On Tue, Jun 11, 2024 at 10:39:51AM +0200, Matthias van de Meent wrote:
> On Tue, 11 Jun 2024 at 04:01, Nathan Bossart <nathandbossart@gmail.com> wrote:
>> I did a handful of benchmarks on an r5.24xlarge that seem to prove your
>> point. The following are the durations of the pg_restore step of
>> pg_upgrade:
>>
>> * 10k empty databases, 128MB shared_buffers
>> WAL_LOG: 1m 01s
>> FILE_COPY: 0m 22s
>>
>> * 10k empty databases, 100GB shared_buffers
>> WAL_LOG: 2m 03s
>> FILE_COPY: 5m 08s
>>
>> * 2.5k databases with 10k tables each, 128MB shared_buffers
>> WAL_LOG: 17m 20s
>> FILE_COPY: 16m 44s
>>
>> * 2.5k databases with 10k tables each, 100GB shared_buffers
>> WAL_LOG: 16m 39s
>> FILE_COPY: 15m 21s
>>
>> I was surprised with the last result, but there's enough other stuff
>> happening during such a test that I hesitate to conclude much.

▶ PROVIDED DATA:

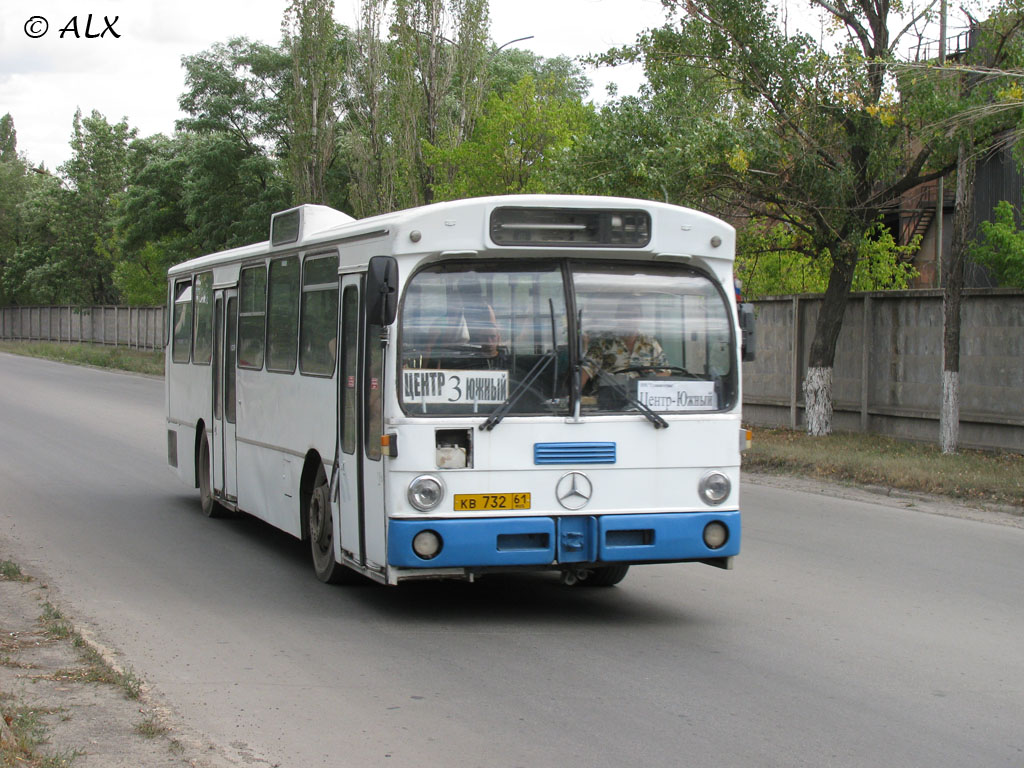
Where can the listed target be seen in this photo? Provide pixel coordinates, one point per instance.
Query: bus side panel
(188, 402)
(281, 418)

▶ WHAT IS ASKED:
a) From the pg_upgrade benchmark thread, list every FILE_COPY duration it reports, each with its test setup.
b) Answer these questions about the pg_upgrade benchmark thread, one per line:
(i) On what machine were the benchmarks run?
(ii) Which step's duration was measured?
(iii) What WAL_LOG time is given for 10k empty databases with 100GB shared_buffers?
c) Please carry the pg_upgrade benchmark thread forward from its final sentence.

▶ ANSWERS TO THE TASKS:
a)
- 10k empty databases, 128MB shared_buffers: 0m 22s
- 10k empty databases, 100GB shared_buffers: 5m 08s
- 2.5k databases with 10k tables each, 128MB shared_buffers: 16m 44s
- 2.5k databases with 10k tables each, 100GB shared_buffers: 15m 21s

b)
(i) An r5.24xlarge
(ii) The pg_restore step of pg_upgrade
(iii) 2m 03s

c)
>
> If you still have the test data set up, could you test the attached
> patch (which does skip the checkpoints in FILE_COPY mode during binary
> upgrades)?
With your patch, I see the following:
* 10k empty databases, 128MB shared_buffers: 0m 27s
* 10k empty databases, 100GB shared_buffers: 1m 44s
I believe the reason the large buffer cache test is still quite a bit
slower is due to the truncation of pg_largeobject (specifically its call to
DropRelationsAllBuffers()). This TRUNCATE command was added in commit
bbe08b8.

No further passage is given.